-- Short problem --
Could you copy every one of the items below, reproducing each line precisely as it appears?

-- Supplied information --
--------------------
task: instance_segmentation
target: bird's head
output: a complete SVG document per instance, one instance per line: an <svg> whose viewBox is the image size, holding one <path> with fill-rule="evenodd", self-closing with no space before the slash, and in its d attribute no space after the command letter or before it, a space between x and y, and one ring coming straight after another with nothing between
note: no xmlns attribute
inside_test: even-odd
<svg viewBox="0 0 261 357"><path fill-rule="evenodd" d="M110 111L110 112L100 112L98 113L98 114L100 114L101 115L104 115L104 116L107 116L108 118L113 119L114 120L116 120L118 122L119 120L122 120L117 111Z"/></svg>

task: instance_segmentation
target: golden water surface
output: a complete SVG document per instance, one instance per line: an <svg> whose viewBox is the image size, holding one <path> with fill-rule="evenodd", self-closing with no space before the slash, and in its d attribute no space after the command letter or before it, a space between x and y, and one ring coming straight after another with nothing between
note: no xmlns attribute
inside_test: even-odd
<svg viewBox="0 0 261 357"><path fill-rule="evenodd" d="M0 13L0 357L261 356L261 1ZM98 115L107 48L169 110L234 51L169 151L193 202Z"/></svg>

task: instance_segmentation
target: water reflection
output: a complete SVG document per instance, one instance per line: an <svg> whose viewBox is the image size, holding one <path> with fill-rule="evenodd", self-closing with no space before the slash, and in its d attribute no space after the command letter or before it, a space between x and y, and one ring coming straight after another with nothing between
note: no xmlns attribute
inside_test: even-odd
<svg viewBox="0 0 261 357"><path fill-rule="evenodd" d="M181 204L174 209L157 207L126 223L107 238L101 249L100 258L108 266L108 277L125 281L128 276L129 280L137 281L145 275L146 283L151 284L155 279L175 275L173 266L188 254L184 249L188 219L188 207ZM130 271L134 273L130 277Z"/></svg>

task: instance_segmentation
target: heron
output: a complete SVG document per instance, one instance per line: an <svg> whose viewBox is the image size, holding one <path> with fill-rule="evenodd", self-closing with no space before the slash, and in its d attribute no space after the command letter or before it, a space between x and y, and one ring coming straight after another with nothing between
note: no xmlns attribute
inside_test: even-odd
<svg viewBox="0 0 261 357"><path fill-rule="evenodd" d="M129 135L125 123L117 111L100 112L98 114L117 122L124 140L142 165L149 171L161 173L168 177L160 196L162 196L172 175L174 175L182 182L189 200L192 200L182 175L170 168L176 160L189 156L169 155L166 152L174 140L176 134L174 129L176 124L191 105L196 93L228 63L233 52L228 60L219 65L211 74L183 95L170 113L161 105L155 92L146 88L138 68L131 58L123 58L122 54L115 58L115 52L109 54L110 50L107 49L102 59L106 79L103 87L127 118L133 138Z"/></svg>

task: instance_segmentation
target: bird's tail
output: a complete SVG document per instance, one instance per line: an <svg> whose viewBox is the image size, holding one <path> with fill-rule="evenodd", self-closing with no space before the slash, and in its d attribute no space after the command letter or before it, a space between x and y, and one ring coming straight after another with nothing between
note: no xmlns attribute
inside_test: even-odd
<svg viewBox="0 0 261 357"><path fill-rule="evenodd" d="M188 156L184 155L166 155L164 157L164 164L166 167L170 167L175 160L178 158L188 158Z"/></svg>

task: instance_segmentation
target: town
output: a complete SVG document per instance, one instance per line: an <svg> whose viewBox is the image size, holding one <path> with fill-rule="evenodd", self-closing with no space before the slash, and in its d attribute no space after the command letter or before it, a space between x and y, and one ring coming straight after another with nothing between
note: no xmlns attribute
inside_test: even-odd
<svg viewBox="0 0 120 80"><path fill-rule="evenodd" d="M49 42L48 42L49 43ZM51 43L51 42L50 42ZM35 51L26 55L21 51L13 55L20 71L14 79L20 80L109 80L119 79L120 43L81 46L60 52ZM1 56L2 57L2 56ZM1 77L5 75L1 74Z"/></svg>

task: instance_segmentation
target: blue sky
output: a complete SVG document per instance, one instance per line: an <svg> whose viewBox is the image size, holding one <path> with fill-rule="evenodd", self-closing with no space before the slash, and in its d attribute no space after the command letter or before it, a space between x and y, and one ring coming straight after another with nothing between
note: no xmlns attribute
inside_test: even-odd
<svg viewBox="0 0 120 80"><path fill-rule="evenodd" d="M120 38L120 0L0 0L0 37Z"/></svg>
--------------------
-- Task response --
task: instance_segmentation
target: bird's head
output: a complete SVG document per instance, one instance per line: an <svg> whose viewBox is the image size, holding one <path> with fill-rule="evenodd", self-closing with no space before the slash, and in its d attribute no space after the command letter or before it, a space between x and y, and one ring coming straight after another with nothing between
note: no xmlns attribute
inside_test: even-odd
<svg viewBox="0 0 261 357"><path fill-rule="evenodd" d="M110 111L110 112L100 112L98 113L98 114L100 114L101 115L104 115L104 116L107 116L108 118L113 119L114 120L116 120L118 122L119 120L122 120L117 111Z"/></svg>

task: instance_segmentation
target: golden water surface
output: a complete SVG document per instance, one instance per line: an <svg> whose viewBox is the image size, holding one <path> with fill-rule="evenodd", self-closing with no space before the slash, and in its d attribute no space after the command letter or before it, a space between x and y, and one ring coming straight after another with nothing between
note: no xmlns attribute
inside_test: even-odd
<svg viewBox="0 0 261 357"><path fill-rule="evenodd" d="M0 13L0 357L261 356L261 1ZM98 115L107 48L169 110L234 51L169 151L193 202Z"/></svg>

task: instance_segmentation
target: water reflection
output: a complete SVG document per instance, one instance per line: an <svg> whose viewBox is the image size, holding one <path> with fill-rule="evenodd", self-closing with no space before the slash, and in its d attribute no space after the command letter or before it, a space between x and y, and one ring coming straight after another with nothing between
note: no xmlns attribute
inside_test: even-odd
<svg viewBox="0 0 261 357"><path fill-rule="evenodd" d="M181 204L174 209L157 207L126 223L107 238L101 249L100 258L108 266L108 277L125 281L128 276L129 280L137 281L145 275L146 283L151 284L155 279L175 275L173 266L188 254L184 249L188 219L188 207ZM130 271L134 273L130 277Z"/></svg>

task: instance_segmentation
target: heron
output: a complete SVG document per instance, one instance per line: an <svg> whose viewBox is the image size, holding one <path> with fill-rule="evenodd", self-closing with no space before the slash, and in its d attribute no space after the command letter or before it, a space between x and y, and one ring coming straight after another with nothing between
note: no xmlns attribute
inside_test: even-odd
<svg viewBox="0 0 261 357"><path fill-rule="evenodd" d="M129 135L125 123L117 111L100 112L98 114L117 122L124 140L142 165L149 171L161 173L168 177L160 196L162 196L172 175L174 175L182 182L189 200L192 200L182 175L170 168L176 160L189 156L169 155L166 152L174 140L176 134L174 129L176 124L191 105L196 93L228 63L233 52L228 60L219 65L211 74L183 95L170 113L161 105L155 92L146 88L138 68L131 58L123 58L122 54L115 58L115 52L109 54L110 50L107 49L102 59L106 79L103 87L127 118L133 138Z"/></svg>

task: instance_segmentation
target: bird's tail
output: a complete SVG document per instance, one instance per line: an <svg> whose viewBox is the image size, holding one <path> with fill-rule="evenodd", self-closing with no space before the slash, and in its d attribute no space after the command letter or before it, a space between x and y, and one ring coming straight after another with nothing between
note: no xmlns attribute
inside_test: even-odd
<svg viewBox="0 0 261 357"><path fill-rule="evenodd" d="M188 156L184 155L166 155L164 157L164 164L166 167L170 167L175 160L178 158L188 158Z"/></svg>

task: instance_segmentation
target: town
output: a complete SVG document per instance, one instance per line: an <svg> whose viewBox is the image size, holding one <path> with fill-rule="evenodd", self-closing with no space before the slash, and in its d attribute no space after the command letter or before it, a space between x and y, and one ring coming straight after another with nothing between
note: no xmlns attribute
inside_test: even-odd
<svg viewBox="0 0 120 80"><path fill-rule="evenodd" d="M49 42L48 42L49 43ZM51 43L51 42L50 42ZM35 51L26 55L21 51L13 55L20 71L14 79L20 80L109 80L119 79L120 43L81 46L60 52ZM1 56L2 57L2 56ZM1 77L5 75L1 74Z"/></svg>

task: instance_segmentation
target: blue sky
output: a complete SVG document per instance, one instance per line: an <svg> whose viewBox is the image size, holding one <path> with fill-rule="evenodd", self-closing with no space before the slash, and in its d attribute no space after the command letter or before it, a space between x and y, and one ring coming straight after another with nothing between
note: no xmlns attribute
inside_test: even-odd
<svg viewBox="0 0 120 80"><path fill-rule="evenodd" d="M120 38L120 0L0 0L0 37Z"/></svg>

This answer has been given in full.